行の一覧 =
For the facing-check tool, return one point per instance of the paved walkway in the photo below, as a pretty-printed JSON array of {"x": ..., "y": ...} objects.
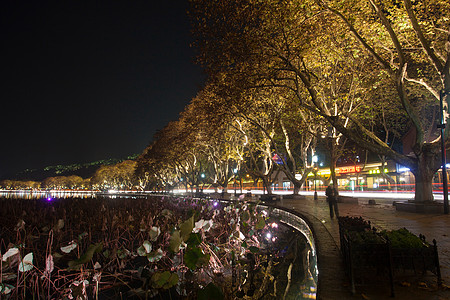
[{"x": 333, "y": 283}]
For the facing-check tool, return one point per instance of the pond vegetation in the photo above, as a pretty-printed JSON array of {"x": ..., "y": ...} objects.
[{"x": 178, "y": 248}]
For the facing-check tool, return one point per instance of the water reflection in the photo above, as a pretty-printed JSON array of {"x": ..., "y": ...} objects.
[{"x": 49, "y": 195}]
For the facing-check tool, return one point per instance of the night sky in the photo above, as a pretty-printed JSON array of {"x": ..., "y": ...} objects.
[{"x": 83, "y": 81}]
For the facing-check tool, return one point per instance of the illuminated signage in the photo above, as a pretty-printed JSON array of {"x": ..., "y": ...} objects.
[{"x": 351, "y": 169}]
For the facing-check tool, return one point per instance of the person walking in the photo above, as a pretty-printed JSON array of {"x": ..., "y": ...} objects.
[{"x": 332, "y": 193}]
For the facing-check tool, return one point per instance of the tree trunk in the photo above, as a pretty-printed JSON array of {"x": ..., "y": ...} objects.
[
  {"x": 297, "y": 187},
  {"x": 427, "y": 164},
  {"x": 266, "y": 184}
]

作業の指示 =
「of the person」を含む行から最後の行まで、両端を含めてそのまま出力してください。

以下の結果 =
For the facing-check tool, return one point per instance of the person walking in the photo above, as a pretty-printed JSON array of {"x": ..., "y": ...} objects.
[{"x": 332, "y": 193}]
For the facing-check tool, return one point per instance of the tree trunk in the photo above, as a pretty-printed JSON array of {"x": ..., "y": ...} objects.
[
  {"x": 297, "y": 187},
  {"x": 427, "y": 164},
  {"x": 266, "y": 184}
]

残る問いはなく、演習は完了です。